TEXT SHOWN start

There is a museum at the college which is NOT free but worth the reasonable price.

And for a boat ride, fried chicken feast, or watching JLB catch itty-bitty fish, don't forget the T**boat.

Considering how many times I have been to Branson, I really should have been able to add more.  Shows you what a good job Melbay did.


----------



## JLB (Jul 19, 2007)

You sound like your old self again, no offense.   

Yeah, we always have room on the Margaritaville Dock.

Ah, Hermann, Missouri, the winemaking capitol of the state.

Actually, before Prohibition, because of Hermann winemaking, Missouri was the thrid leading winemaking state.  I remember it well.

It's making a comeback of sorts, and a setback because of a late freeze this year.



Topeka Tom said:


> And for a boat ride, fried chicken feast, or watching JLB catch itty-bitty fish, don't forget the T**boat..


----------



## vemmajhose (Jul 20, 2007)

*Ok, I have heard you say many times...*

to come by there to others visiting the area.  I have no idea what it is though...sorry.  Could you explain the above quote for me? 
J


----------



## JLB (Jul 20, 2007)

We (wife and me) have hosted folks from these forums for as long as I have been on them when they visit Branson.

We have a dock (Margaritaville, named after our exchange to The Galleon in Key West and painted Key West colors) with a swimdeck and a boat (the BTSRN).  We also golf, meet for dinner, go to shows, share SDC BAF passes when available, and coordinate it when others have some available.

We are three miles south of the Kimberling City bridge, on the across the bridge side.

And we are inexpensive, one of your criteria.


----------



## vemmajhose (Jul 20, 2007)

TEXT SHOWN end

● **REQUIREMENT A**
Retype the records below word for word, every line of them, but leave the pictures out of your copy.

TASK DATA start

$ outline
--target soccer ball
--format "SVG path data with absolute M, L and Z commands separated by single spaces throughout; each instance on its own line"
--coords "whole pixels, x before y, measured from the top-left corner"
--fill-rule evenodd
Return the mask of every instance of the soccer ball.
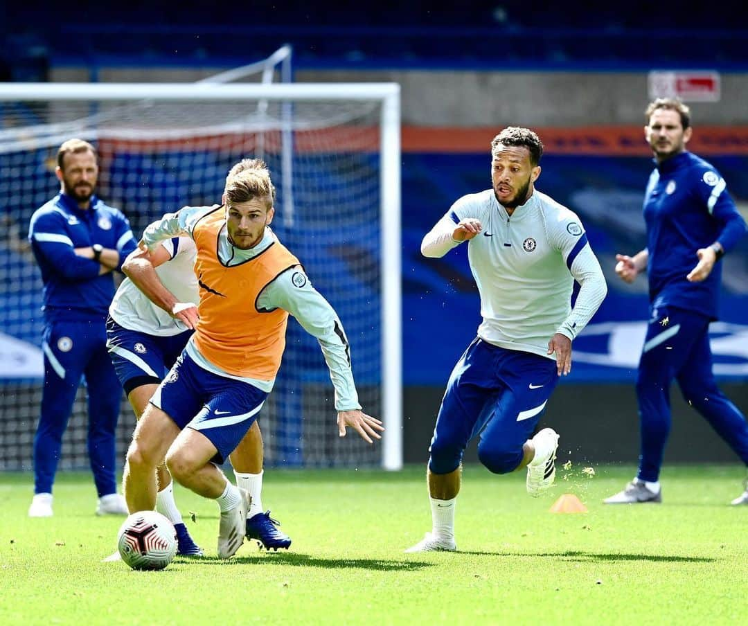
M 177 552 L 177 531 L 161 513 L 139 511 L 120 527 L 117 547 L 132 569 L 163 569 Z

TASK DATA end

● **REQUIREMENT B**
Echo the entire forum thread about visiting Branson above, character for character.

● **TASK RESPONSE A**
$ outline
--target soccer ball
--format "SVG path data with absolute M, L and Z commands separated by single spaces throughout; each instance on its own line"
--coords "whole pixels, x before y, measured from the top-left corner"
--fill-rule evenodd
Return the mask of every instance of the soccer ball.
M 177 552 L 177 531 L 161 513 L 139 511 L 120 527 L 117 547 L 132 569 L 163 569 Z

● **TASK RESPONSE B**
There is a museum at the college which is NOT free but worth the reasonable price.

And for a boat ride, fried chicken feast, or watching JLB catch itty-bitty fish, don't forget the T**boat.

Considering how many times I have been to Branson, I really should have been able to add more.  Shows you what a good job Melbay did.


----------



## JLB (Jul 19, 2007)

You sound like your old self again, no offense.   

Yeah, we always have room on the Margaritaville Dock.

Ah, Hermann, Missouri, the winemaking capitol of the state.

Actually, before Prohibition, because of Hermann winemaking, Missouri was the thrid leading winemaking state.  I remember it well.

It's making a comeback of sorts, and a setback because of a late freeze this year.



Topeka Tom said:


> And for a boat ride, fried chicken feast, or watching JLB catch itty-bitty fish, don't forget the T**boat..


----------



## vemmajhose (Jul 20, 2007)

*Ok, I have heard you say many times...*

to come by there to others visiting the area.  I have no idea what it is though...sorry.  Could you explain the above quote for me? 
J


----------



## JLB (Jul 20, 2007)

We (wife and me) have hosted folks from these forums for as long as I have been on them when they visit Branson.

We have a dock (Margaritaville, named after our exchange to The Galleon in Key West and painted Key West colors) with a swimdeck and a boat (the BTSRN).  We also golf, meet for dinner, go to shows, share SDC BAF passes when available, and coordinate it when others have some available.

We are three miles south of the Kimberling City bridge, on the across the bridge side.

And we are inexpensive, one of your criteria.


----------



## vemmajhose (Jul 20, 2007)